▶ [Набор заданий]:
A - Какую сонату отец поручил выучить, согласно извлечённому тексту?
B - Выведите без изменений фрагмент извлечённого текста: начните с места, где стоят слова «Гм. Неуважение к», и остановитесь после слов «граничило с презрением.».

Гм. Неуважение к публике. «Пару пьес» для детей – это да, было. Папе они мешали, потому что шумели – разве существуют дети, которые на концертах сидят смирно? Но мое отношение к публике было не просто неуважением. Иногда оно граничило с презрением.
Как ловкий клоун, выманивающий у публики последние гроши и смеющийся над ее глупостью, я, хоть и лишенная звездной болезни в ее первоначальном смысле, страдала ею в извращенной форме. К одиннадцати годам я была законченным циником. Как-то отец дал мне задание выучить Шестую сонату Скрябина – музыканты меня поймут. На разбор и подготовку к концерту, в котором Соната была лишь элегантным вкраплением, было отведено две недели. Напоминаю – процесс разучивания осуществлялся мною в гордом одиночестве. Первую страницу я, конечно, выучила. А дальше некогда было – надо же было за день проиграть килограмм нот (это называлось «хорошо позаниматься»), а в сонате черным-черно от точек, знаков, неожиданных созвучий, аккордов, пассажей. Ну? Понимаете? Выхожу один я на дорогу. Концертный зал в Выборге. Играю первую страницу. Дальше, понятно, начинаю импровизировать на темы Шестой сонаты Скрябина. Всю ее длительность довольно успешно имитирую проникновение в замысел автора. Лечу, горю, катаюсь как китайский болванчик из стороны в сторону, возвожу очи горе и конвульсивно вскинувшись всем телом, заканчиваю. Встаю. Всматриваясь в зал, ищу, откуда полетит первый помидор. Жду и, более того, хочу, жажду, вожделею этот помидор! Нет. Напрасно. Пятнадцатиминутная овация. Браво! Бис! За кулисами отец говорит – ну, старуха, сегодня как никогда, молодец. Не слышит. Подходят люди: гениально! Потрясающе! Никогда не слышал такого прочтения! Не подозревал там этих глубин!

▶ [Исходные данные]:
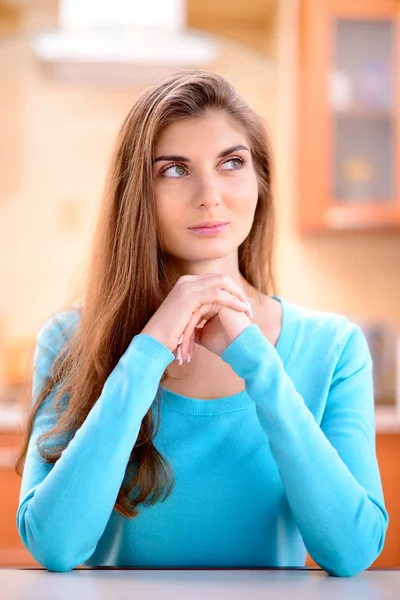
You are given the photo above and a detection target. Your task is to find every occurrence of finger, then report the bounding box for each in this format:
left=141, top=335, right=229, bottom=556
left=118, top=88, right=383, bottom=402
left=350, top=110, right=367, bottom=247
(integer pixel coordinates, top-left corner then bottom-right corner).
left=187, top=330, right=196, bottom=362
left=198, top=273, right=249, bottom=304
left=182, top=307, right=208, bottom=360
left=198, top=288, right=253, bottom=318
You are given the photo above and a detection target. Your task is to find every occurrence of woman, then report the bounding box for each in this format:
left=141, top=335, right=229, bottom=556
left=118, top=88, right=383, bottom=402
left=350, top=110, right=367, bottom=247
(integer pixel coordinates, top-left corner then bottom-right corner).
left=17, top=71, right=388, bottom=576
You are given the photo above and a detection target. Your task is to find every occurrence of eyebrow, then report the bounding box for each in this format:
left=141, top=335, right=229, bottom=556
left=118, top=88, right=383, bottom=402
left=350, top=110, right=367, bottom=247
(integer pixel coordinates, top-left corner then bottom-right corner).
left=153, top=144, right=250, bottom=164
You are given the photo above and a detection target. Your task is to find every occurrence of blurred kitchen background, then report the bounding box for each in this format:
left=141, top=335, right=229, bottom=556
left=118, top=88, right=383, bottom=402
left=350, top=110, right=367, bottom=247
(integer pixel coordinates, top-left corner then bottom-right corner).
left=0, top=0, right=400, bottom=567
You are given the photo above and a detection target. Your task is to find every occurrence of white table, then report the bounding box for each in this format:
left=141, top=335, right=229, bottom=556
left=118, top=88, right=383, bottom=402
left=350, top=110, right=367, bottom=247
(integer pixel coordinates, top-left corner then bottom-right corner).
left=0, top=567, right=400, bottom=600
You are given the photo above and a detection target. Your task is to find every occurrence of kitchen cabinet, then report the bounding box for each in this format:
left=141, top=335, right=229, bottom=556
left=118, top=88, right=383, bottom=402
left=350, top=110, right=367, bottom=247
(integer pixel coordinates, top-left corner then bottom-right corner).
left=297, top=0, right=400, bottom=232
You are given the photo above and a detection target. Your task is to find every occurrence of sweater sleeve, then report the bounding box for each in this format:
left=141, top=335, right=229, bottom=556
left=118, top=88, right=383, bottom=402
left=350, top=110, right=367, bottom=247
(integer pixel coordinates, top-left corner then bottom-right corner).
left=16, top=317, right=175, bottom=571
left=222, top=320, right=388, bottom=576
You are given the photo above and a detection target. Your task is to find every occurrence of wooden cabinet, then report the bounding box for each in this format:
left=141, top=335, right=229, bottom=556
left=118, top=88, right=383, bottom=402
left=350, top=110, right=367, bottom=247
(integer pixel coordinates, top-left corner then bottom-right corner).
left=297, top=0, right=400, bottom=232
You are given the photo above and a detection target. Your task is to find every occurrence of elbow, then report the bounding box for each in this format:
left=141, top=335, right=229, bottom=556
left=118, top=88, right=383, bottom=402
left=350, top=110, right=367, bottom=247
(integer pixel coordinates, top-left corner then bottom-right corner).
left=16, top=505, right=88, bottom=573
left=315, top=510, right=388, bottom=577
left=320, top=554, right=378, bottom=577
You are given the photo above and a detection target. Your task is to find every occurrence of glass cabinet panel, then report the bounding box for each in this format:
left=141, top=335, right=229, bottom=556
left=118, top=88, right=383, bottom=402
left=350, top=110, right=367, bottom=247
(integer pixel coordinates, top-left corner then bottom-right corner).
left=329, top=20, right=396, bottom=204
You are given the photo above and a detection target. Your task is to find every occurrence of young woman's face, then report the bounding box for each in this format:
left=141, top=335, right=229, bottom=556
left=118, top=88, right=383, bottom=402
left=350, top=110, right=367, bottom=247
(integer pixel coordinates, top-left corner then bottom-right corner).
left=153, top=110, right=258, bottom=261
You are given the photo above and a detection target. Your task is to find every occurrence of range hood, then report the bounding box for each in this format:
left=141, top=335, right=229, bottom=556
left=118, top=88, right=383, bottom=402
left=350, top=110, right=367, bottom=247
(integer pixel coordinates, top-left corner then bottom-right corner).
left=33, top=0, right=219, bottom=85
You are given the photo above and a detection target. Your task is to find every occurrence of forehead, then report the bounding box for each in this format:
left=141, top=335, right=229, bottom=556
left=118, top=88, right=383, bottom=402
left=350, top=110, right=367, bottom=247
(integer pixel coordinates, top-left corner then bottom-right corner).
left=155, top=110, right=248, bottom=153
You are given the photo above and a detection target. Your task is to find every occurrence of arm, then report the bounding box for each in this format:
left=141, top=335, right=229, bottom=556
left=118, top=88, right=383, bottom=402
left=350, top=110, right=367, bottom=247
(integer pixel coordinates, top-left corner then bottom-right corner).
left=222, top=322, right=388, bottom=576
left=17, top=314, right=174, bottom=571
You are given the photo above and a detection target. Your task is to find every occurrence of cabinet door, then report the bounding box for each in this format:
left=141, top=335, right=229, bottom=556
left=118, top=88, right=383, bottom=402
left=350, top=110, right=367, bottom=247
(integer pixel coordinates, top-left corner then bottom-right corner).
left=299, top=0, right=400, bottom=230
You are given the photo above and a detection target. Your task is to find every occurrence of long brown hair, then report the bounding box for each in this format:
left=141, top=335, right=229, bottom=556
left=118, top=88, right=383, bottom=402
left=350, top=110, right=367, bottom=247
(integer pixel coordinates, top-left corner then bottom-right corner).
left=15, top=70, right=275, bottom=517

▶ [Список решений]:
A - Шестую сонату Скрябина.

B -
Гм. Неуважение к публике. «Пару пьес» для детей – это да, было. Папе они мешали, потому что шумели – разве существуют дети, которые на концертах сидят смирно? Но мое отношение к публике было не просто неуважением. Иногда оно граничило с презрением.